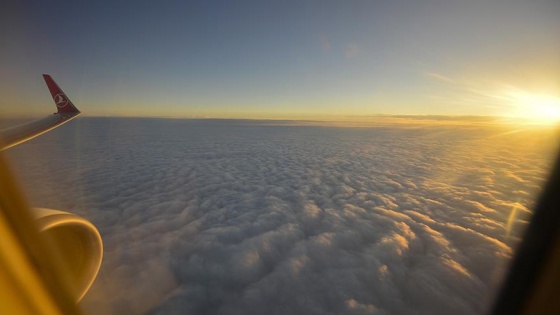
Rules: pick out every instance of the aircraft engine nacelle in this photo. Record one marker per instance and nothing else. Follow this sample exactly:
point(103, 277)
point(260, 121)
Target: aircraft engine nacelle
point(79, 242)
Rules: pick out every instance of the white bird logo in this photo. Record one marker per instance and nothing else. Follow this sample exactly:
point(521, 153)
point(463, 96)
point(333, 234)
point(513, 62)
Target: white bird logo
point(60, 100)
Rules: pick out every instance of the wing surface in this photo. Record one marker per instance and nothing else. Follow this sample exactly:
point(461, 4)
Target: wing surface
point(66, 111)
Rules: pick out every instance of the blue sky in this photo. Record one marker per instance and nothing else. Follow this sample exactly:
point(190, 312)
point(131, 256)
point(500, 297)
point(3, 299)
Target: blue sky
point(289, 59)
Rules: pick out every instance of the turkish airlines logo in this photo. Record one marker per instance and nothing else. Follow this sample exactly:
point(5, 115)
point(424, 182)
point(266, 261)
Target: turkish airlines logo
point(60, 100)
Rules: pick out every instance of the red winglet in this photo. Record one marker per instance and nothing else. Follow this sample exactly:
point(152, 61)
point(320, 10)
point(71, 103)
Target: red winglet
point(62, 101)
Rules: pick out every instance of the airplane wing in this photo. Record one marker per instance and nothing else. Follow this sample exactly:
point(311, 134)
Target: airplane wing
point(66, 111)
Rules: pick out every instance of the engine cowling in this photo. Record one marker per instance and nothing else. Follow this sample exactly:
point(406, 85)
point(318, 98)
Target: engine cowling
point(79, 242)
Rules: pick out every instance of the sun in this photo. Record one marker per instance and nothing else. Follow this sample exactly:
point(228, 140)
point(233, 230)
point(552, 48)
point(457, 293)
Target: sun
point(537, 108)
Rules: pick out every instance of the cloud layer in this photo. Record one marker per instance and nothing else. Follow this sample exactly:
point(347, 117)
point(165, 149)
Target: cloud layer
point(226, 217)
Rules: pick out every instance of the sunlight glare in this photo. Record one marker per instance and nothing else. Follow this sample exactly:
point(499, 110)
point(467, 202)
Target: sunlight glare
point(543, 109)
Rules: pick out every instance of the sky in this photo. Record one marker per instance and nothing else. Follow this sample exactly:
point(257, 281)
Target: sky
point(250, 217)
point(284, 60)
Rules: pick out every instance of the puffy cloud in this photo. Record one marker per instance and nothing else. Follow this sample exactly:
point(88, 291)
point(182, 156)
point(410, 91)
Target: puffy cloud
point(240, 217)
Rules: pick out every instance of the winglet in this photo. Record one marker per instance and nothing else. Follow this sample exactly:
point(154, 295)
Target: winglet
point(63, 103)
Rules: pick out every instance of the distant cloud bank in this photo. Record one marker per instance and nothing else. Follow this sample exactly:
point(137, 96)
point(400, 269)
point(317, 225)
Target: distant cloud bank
point(217, 217)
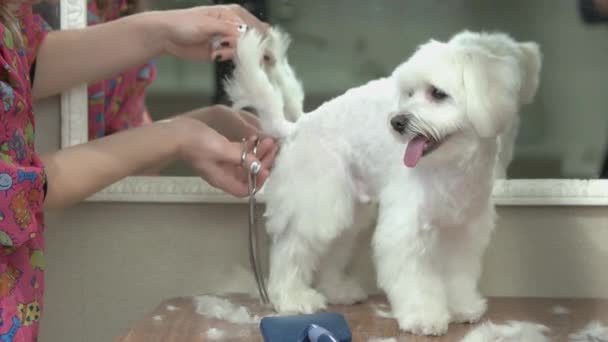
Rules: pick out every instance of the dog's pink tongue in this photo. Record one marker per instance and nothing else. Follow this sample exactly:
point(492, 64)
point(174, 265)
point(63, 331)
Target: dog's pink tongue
point(414, 151)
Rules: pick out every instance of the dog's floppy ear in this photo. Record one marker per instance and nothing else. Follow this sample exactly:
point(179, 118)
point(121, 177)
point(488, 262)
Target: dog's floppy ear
point(492, 86)
point(531, 62)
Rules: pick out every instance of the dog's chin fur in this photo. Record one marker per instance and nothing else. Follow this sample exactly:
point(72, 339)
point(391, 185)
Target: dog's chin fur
point(434, 220)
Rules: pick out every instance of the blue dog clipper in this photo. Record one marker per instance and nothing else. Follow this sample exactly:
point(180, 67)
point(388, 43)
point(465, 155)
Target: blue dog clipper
point(321, 327)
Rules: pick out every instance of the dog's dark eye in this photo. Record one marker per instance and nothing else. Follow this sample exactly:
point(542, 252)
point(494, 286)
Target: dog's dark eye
point(437, 94)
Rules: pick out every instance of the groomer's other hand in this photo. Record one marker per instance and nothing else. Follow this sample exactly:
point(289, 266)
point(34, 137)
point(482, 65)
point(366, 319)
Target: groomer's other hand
point(191, 33)
point(218, 160)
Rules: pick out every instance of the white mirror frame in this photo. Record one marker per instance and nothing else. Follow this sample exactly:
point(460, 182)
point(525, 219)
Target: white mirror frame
point(74, 107)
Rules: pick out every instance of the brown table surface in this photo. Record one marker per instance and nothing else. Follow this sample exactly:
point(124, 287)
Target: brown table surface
point(185, 325)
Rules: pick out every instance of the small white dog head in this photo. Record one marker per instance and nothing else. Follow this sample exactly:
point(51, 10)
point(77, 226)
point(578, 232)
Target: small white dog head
point(456, 92)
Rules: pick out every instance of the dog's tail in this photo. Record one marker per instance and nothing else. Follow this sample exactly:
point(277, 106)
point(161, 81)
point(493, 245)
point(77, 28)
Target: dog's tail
point(262, 79)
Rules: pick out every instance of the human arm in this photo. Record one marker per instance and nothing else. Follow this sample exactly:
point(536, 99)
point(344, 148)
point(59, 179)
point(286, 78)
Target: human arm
point(78, 172)
point(71, 57)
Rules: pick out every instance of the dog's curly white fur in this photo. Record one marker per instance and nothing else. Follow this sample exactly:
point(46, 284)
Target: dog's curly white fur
point(448, 106)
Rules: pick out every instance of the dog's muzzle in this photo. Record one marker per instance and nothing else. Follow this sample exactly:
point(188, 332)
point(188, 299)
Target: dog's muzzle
point(400, 123)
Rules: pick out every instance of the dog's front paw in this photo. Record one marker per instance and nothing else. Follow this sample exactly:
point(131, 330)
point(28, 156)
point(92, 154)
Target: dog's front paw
point(305, 301)
point(468, 312)
point(343, 290)
point(424, 321)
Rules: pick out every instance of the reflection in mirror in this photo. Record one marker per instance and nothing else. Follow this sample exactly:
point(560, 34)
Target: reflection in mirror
point(341, 44)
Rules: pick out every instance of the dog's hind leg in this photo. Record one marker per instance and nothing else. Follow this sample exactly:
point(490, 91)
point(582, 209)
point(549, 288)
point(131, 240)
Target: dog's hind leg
point(307, 209)
point(405, 252)
point(462, 253)
point(337, 286)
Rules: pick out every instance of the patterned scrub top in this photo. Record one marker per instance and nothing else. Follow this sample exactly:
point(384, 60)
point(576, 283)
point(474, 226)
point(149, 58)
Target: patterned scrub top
point(117, 103)
point(22, 186)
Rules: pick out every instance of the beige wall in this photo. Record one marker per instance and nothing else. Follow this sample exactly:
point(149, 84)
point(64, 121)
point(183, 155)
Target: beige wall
point(108, 264)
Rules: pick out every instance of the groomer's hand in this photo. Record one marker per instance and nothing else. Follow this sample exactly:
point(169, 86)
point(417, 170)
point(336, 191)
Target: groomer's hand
point(218, 160)
point(190, 32)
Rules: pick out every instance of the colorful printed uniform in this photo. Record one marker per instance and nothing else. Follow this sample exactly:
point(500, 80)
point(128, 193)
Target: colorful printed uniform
point(118, 103)
point(22, 187)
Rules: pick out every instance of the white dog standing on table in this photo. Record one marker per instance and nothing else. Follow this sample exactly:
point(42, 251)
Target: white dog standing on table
point(447, 107)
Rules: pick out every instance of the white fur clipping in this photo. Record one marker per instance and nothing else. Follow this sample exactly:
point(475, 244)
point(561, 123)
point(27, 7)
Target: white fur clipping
point(560, 310)
point(219, 308)
point(215, 334)
point(382, 339)
point(270, 87)
point(593, 332)
point(512, 331)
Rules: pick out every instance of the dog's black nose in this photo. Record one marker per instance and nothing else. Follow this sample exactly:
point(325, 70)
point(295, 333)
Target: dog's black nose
point(399, 123)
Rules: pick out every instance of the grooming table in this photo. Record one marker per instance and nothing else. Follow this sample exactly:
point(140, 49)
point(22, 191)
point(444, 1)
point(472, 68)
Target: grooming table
point(176, 320)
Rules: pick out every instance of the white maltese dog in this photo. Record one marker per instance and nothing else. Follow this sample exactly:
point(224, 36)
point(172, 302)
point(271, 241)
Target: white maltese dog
point(453, 108)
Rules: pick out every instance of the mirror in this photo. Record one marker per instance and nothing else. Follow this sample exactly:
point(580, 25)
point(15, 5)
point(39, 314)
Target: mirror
point(341, 44)
point(338, 45)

====

Among the records above, repeat exactly the line with "point(552, 48)", the line with "Rules: pick out every instance of the sunlight", and every line in between, and only those.

**SOLUTION:**
point(552, 48)
point(457, 293)
Target: sun
point(537, 108)
Rules: pick out every instance of the cloud layer in this photo. Record one marker per instance and nothing else. Follow this sample exactly:
point(347, 117)
point(165, 149)
Target: cloud layer
point(226, 217)
Rules: pick out every instance of the sunlight glare in this photo. Record one marker per instance and nothing else. Follow this sample exactly:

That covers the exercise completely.